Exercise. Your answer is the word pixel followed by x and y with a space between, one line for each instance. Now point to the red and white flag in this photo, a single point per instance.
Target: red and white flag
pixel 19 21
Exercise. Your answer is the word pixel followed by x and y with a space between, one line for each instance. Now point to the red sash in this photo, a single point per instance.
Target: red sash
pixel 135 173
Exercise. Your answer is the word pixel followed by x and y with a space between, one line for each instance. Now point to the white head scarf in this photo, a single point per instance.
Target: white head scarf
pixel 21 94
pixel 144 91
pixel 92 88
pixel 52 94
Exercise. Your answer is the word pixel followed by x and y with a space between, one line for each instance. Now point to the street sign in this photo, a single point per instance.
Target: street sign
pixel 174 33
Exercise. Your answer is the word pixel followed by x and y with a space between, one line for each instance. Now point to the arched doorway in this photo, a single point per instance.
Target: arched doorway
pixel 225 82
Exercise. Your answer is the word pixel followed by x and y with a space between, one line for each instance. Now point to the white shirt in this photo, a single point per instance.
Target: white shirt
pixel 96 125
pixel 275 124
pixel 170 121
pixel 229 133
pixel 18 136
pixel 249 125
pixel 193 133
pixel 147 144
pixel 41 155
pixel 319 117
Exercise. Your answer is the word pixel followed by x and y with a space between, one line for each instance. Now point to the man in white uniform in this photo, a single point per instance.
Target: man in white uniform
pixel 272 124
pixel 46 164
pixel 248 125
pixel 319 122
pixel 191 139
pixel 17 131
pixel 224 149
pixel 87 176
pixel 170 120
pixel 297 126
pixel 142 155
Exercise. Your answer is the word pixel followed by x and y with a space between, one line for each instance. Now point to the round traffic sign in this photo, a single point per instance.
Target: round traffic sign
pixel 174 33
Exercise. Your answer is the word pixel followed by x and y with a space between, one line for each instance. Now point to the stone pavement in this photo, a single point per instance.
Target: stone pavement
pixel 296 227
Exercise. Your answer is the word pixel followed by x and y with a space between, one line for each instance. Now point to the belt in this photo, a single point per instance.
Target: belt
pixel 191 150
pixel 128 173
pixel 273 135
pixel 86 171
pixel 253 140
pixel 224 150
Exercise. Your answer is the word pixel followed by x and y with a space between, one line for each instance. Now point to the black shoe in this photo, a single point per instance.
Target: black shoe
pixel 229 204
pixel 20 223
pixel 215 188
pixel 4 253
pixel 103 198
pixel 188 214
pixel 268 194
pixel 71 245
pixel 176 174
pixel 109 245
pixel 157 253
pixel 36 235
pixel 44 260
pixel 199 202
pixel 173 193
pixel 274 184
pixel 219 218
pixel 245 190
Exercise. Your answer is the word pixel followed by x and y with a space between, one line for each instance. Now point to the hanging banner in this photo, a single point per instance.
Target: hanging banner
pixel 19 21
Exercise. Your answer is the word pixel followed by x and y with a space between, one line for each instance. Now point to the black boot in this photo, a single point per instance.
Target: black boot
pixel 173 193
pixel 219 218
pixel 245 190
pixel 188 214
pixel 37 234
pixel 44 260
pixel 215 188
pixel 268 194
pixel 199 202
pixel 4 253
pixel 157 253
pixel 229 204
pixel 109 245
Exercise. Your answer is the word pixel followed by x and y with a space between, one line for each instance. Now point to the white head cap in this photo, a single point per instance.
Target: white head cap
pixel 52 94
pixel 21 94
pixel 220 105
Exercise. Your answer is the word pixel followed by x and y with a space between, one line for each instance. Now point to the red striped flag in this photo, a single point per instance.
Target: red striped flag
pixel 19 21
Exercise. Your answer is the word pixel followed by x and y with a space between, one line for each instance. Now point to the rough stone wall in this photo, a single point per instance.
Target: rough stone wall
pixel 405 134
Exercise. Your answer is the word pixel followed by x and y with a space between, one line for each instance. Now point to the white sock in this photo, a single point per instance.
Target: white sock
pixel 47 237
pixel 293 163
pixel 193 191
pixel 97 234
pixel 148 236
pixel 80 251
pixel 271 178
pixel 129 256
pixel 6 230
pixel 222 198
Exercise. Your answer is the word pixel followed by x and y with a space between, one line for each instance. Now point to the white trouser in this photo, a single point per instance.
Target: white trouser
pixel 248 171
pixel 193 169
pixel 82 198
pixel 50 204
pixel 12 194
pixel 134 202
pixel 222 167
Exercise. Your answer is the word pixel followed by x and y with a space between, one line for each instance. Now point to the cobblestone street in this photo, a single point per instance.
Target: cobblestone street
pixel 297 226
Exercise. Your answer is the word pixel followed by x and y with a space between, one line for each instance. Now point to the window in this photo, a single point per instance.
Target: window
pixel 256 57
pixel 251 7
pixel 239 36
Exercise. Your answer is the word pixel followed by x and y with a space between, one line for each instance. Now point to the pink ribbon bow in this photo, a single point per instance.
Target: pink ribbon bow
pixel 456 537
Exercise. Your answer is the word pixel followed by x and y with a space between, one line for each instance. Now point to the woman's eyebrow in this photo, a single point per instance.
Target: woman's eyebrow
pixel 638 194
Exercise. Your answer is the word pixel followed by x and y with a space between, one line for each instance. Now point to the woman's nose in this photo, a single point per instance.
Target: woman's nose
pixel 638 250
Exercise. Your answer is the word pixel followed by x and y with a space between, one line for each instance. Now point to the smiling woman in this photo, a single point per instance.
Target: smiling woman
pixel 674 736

****************************************

--- Instructions for the task ---
Please repeat every line of the records above without any change.

--- Written solution ---
Exercise. Your answer is the word pixel followed by x and y with a space between, one line for each instance. Now point to the red and white flag in this photo, a single point per instance.
Target: red and white flag
pixel 19 21
Exercise. Your answer is the word pixel followed by x and y with a space between, one line for each instance. Now point to the red sash in this photo, a single point per instance.
Target: red sash
pixel 135 173
Exercise. Your answer is the word pixel followed by x and y with a space between, one line for each instance. Now point to the white head scarf in this photo, a single point per instance.
Target: white head scarf
pixel 21 94
pixel 144 91
pixel 92 88
pixel 52 94
Exercise. Your answer is the word pixel followed by x and y with a space between, one line for each instance. Now point to the street sign in this photo, a single point per instance.
Target: street sign
pixel 174 33
Exercise. Your answer is the word pixel followed by x and y with a space between, one line for each instance. Now point to the arched doorway in this photo, a single point per instance.
Target: arched doorway
pixel 225 82
Exercise. Your answer is the word pixel followed by x and y with a space between, one line for each instance. Now point to the white shirt in this photo, a single point per instance.
Target: white shirt
pixel 96 125
pixel 275 124
pixel 170 121
pixel 229 133
pixel 18 136
pixel 249 125
pixel 193 133
pixel 147 144
pixel 41 155
pixel 319 117
Exercise. Your answer is the word pixel followed by x and y with a space between, one line for each instance. Now point to the man in white uniform in this photo, a single point per instance.
Target: man in white uniform
pixel 272 124
pixel 46 164
pixel 248 125
pixel 319 122
pixel 191 139
pixel 17 131
pixel 224 149
pixel 87 176
pixel 170 120
pixel 297 126
pixel 142 155
Exercise. Your answer is the word pixel followed by x and y with a space between, one line for each instance. Now point to the round traffic sign in this photo, a single point per instance.
Target: round traffic sign
pixel 174 33
Exercise. Your answer is the word pixel followed by x and y with a space between, one line for each instance. Now point to the stone pavement in this photo, a single point per instance.
Target: stone pavement
pixel 296 227
Exercise. Your answer is the word pixel followed by x and y with a space between, one line for each instance. Now point to the belt in this photo, a single point per instance.
Target: belt
pixel 191 150
pixel 128 173
pixel 273 135
pixel 86 171
pixel 253 140
pixel 224 150
Exercise. Your answer is the word pixel followed by x and y with a space between, one line for each instance. Now point to the black shoe in this photo, a single point per instance.
Target: black shoe
pixel 229 204
pixel 20 223
pixel 215 188
pixel 4 253
pixel 103 198
pixel 188 214
pixel 268 194
pixel 71 245
pixel 176 174
pixel 109 245
pixel 157 253
pixel 36 235
pixel 44 260
pixel 199 202
pixel 173 193
pixel 274 184
pixel 219 218
pixel 245 190
Exercise. Your answer is the word pixel followed by x and y with a space between, one line for each instance. Now point to the hanging banner in this photo, a single point per instance.
Target: hanging banner
pixel 19 21
Exercise. Your answer is the word pixel followed by x and y with a space between, one line for each instance. Now point to the black boot in this photo, a single point per instance.
Target: black boot
pixel 173 193
pixel 219 218
pixel 245 190
pixel 188 214
pixel 37 234
pixel 44 260
pixel 215 188
pixel 268 194
pixel 199 202
pixel 4 253
pixel 157 253
pixel 229 204
pixel 109 245
Exercise. Your answer is the word pixel followed by x and y with a space between, one line for each instance. Now point to the white head cap in this photo, a single point per instance.
Target: white head cap
pixel 52 94
pixel 21 94
pixel 220 105
Exercise. Your answer is the word pixel followed by x and y with a space between, one line for each instance. Now point to the red striped flag in this photo, a single point per instance.
Target: red striped flag
pixel 19 21
Exercise. Your answer is the word pixel followed by x and y with a space between, one line for each instance. Now point to the rough stone wall in this photo, a single point per instance.
Target: rough stone wall
pixel 405 134
Exercise. Your answer is the word pixel followed by x and y with a space between, one line for each instance. Now point to the white sock in this photo, a single point per instance.
Target: white sock
pixel 47 237
pixel 293 163
pixel 193 191
pixel 97 234
pixel 148 236
pixel 80 251
pixel 271 178
pixel 129 256
pixel 6 230
pixel 222 198
Exercise. Your answer is the word pixel followed by x and y with a space between, one line for each instance. Now point to the white trouser in this photo, a single point per instance.
Target: white trouser
pixel 248 171
pixel 193 169
pixel 82 198
pixel 50 204
pixel 12 194
pixel 134 202
pixel 222 167
Exercise. Your answer is the word pixel followed by x and y with a space between, one line for each instance. Now point to the cobblestone street in this photo, a single point per instance.
Target: cobblestone street
pixel 297 226
Exercise. Your answer is the word pixel followed by x and y with a space between, one line for each instance. Now point to the window in this photo, a single point per instance.
Target: window
pixel 256 57
pixel 251 7
pixel 239 36
Exercise. Your answer is the word pixel followed by x and y with a space between, one line for each instance. Now point to the pink ribbon bow in this photo, a single point per instance.
Target: pink ribbon bow
pixel 456 537
Exercise. Your answer is the word pixel followed by x and y with a space between, one line for each instance. Now point to the woman's eyebrow in this photo, a single point per instance.
Target: woman's eyebrow
pixel 638 194
Exercise. Your answer is the word pixel followed by x and y with a space between, one line for each instance. Now point to the woman's nose in this photo, a single point per instance.
Target: woman's nose
pixel 638 250
Exercise. Your answer is the word pixel followed by x and y with a space between, one line for each instance. Now point to the smiling woman in this photo, a single point per instance.
Target: smiling woman
pixel 674 736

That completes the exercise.